──────── Records to use

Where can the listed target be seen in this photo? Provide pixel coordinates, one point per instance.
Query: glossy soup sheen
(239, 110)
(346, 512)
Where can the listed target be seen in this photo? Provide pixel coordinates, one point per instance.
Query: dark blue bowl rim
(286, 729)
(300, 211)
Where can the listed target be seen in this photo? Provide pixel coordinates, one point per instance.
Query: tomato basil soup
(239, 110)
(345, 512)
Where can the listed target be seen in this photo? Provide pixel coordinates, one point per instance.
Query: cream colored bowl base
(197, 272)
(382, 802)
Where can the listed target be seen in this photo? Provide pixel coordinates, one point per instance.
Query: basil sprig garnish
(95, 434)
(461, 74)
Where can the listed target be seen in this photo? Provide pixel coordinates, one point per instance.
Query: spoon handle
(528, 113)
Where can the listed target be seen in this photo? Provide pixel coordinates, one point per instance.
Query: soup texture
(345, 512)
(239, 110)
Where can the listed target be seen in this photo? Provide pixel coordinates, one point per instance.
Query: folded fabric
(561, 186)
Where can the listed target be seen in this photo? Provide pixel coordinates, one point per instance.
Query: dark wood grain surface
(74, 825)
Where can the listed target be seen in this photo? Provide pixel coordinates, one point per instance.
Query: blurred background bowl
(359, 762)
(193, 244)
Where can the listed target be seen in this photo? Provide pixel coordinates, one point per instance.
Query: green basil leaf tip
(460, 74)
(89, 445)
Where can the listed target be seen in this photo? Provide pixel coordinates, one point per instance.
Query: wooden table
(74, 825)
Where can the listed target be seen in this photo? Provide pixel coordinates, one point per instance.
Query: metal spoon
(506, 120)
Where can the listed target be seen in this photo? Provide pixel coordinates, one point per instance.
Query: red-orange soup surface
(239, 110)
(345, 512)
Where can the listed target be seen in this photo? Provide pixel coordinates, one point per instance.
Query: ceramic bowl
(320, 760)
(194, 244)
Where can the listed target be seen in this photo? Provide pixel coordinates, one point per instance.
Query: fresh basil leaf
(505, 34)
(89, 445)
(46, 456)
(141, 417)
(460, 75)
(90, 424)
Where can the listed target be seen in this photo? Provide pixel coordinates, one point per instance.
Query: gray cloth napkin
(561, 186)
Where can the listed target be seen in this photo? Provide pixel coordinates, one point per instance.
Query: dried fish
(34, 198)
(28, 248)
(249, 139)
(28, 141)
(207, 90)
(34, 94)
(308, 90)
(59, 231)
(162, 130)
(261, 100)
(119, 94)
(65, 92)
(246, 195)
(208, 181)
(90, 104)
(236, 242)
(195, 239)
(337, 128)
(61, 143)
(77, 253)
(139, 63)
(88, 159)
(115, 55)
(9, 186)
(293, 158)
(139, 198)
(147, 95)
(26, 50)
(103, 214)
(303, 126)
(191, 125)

────────────────

Return every line of the records that contains the string "soup", matching case exactly.

-- Exercise response --
Query: glossy soup sheen
Query: tomato basil soup
Query: soup texture
Query: red-orange soup surface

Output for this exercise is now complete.